▶ Aim 1: According to the Kabul article, on what day did the Taliban take control of the city?

▶ Supplied text:
Afghanistan’s capital Kabul
Afghanistan’s capital Kabul


Afghanistan’s capital Kabul has been experiencing relatively peaceful days since the Taliban took control of the city on Sunday

Afghanistan’s capital Kabul has been experiencing relatively peaceful days since the Taliban took control of the city on Sunday, but the residents have been living in uncertainty as the new establishment has yet to formally replace the former administration.

In a rapid but peaceful move, the Taliban fighters captured Kabul on Sunday.

Since then the city has been calm with no major security incidents reported.

However, the government offices, as well as private and state-run schools and universities, have mostly remained closed in spite of the Taliban’s call on the employees to attend their offices and continue their works.

On Tuesday evening, Taliban spokesman Zabihullah Mujahid, in his first news conference since entering Kabul, called upon government employees and those in the private sector to resume their normal duty.

Mujahid assured the people that their lives and properties would be safe and protected.

Defending Taliban’s 20 years of war against the U.S.-led forces, Mujahid said they have defeated the invading foreign forces and liberated the country from foreign occupation.

Announcing the end of the protracted war in Afghanistan, Mujahid said the “Islamic Emirate (of Afghanistan)’’ has no enmity with anyone and has declared general amnesty to all Afghans including the former foes.

The Afghan national defense and security forces said the former government employees including the army and police could live free of fear in the homeland.

He also assured that foreign diplomatic missions, United Nations offices, and non-government agencies can continue their work and the Taliban wanted to have a broad-based government in Afghanistan.

▶ Aim 2: Please render the part of the listing that opens with the line containing "Identify each topiary" and closes with the line containing "419;471;693;511" as a numbered list, skipping blank lines.

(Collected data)
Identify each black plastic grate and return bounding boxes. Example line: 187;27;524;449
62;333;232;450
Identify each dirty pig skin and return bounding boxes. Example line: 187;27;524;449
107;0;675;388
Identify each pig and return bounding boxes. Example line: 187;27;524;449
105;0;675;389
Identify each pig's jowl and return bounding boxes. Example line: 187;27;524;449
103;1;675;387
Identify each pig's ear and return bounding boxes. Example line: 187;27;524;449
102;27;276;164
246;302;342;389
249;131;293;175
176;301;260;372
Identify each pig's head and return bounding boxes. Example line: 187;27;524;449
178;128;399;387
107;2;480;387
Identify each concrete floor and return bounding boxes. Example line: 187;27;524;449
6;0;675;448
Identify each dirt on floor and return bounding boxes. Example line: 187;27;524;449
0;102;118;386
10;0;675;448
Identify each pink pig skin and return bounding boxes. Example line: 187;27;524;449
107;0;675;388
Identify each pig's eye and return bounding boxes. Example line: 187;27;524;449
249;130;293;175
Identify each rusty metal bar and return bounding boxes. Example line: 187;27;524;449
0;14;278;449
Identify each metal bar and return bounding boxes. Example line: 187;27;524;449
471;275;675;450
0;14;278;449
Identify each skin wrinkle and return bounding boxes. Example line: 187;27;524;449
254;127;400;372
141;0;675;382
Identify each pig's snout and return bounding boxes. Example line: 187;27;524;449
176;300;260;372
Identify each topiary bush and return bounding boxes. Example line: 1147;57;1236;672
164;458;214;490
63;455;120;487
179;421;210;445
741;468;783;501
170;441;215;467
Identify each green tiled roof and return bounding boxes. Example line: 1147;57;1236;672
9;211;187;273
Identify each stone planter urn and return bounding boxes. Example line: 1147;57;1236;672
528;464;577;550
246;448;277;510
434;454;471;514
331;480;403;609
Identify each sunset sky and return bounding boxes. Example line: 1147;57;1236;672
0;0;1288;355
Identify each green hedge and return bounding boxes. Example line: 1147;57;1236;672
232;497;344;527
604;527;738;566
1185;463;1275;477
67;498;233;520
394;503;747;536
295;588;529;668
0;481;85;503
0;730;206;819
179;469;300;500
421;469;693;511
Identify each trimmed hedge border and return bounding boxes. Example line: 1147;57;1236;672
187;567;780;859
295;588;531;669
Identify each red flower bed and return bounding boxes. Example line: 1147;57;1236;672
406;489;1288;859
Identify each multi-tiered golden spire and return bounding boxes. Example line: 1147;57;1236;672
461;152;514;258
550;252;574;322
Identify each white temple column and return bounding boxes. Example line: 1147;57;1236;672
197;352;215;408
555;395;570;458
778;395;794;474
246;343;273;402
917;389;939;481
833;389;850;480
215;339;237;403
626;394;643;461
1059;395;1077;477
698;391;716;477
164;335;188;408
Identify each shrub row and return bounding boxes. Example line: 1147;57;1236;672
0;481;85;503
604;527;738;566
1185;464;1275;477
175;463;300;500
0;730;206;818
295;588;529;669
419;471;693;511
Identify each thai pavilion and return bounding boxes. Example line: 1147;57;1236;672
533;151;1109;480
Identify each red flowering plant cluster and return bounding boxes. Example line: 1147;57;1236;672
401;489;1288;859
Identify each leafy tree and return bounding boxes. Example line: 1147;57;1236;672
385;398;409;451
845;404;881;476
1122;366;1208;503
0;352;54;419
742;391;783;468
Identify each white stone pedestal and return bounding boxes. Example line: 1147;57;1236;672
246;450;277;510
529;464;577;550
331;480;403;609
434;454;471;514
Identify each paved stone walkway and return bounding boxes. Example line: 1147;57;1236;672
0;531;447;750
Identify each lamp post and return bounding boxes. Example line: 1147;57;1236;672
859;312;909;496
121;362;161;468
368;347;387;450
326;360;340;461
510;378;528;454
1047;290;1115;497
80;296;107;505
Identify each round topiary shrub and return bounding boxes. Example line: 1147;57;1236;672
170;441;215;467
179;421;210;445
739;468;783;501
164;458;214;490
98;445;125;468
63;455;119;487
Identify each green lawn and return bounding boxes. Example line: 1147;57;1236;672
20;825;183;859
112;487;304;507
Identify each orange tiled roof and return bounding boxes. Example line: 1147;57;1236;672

▶ Full solution 1: Sunday

▶ Full solution 2:
1. Identify each topiary bush and return bounding boxes. Example line: 1147;57;1236;672
2. 164;458;214;490
3. 63;455;120;487
4. 179;421;210;445
5. 741;468;783;501
6. 170;441;215;467
7. Identify each green tiled roof and return bounding boxes. Example line: 1147;57;1236;672
8. 9;211;187;273
9. Identify each stone planter urn and return bounding boxes. Example line: 1147;57;1236;672
10. 528;464;577;550
11. 246;448;277;510
12. 434;454;471;514
13. 331;480;403;609
14. Identify each sunset sky and return bounding boxes. Example line: 1147;57;1236;672
15. 0;0;1288;355
16. Identify each green hedge and return bounding boxes. Example line: 1147;57;1236;672
17. 232;497;344;527
18. 604;527;738;566
19. 1185;463;1275;477
20. 67;498;233;520
21. 394;503;747;536
22. 295;588;529;668
23. 0;481;85;503
24. 0;730;206;819
25. 179;469;300;500
26. 421;469;693;511
27. Identify each trimmed hedge border and return bounding boxes. Example line: 1147;57;1236;672
28. 187;567;780;859
29. 295;588;531;669
30. Identify each red flower bed and return bounding boxes. Example line: 1147;57;1236;672
31. 406;489;1288;859
32. Identify each multi-tiered golden spire and return bounding boxes. Example line: 1147;57;1236;672
33. 461;152;514;258
34. 550;252;574;322
35. Identify each white temple column and return bounding boxes. Example line: 1147;57;1236;672
36. 197;352;215;408
37. 555;395;570;458
38. 778;395;794;474
39. 246;343;273;402
40. 917;389;939;481
41. 833;389;850;480
42. 215;339;237;403
43. 626;394;643;461
44. 1059;395;1077;477
45. 698;391;716;477
46. 164;335;188;408
47. Identify each shrub row and return bounding boxes. Example line: 1147;57;1236;672
48. 0;481;85;503
49. 604;527;738;566
50. 1185;464;1275;477
51. 175;463;300;500
52. 0;730;206;818
53. 295;588;529;669
54. 419;471;693;511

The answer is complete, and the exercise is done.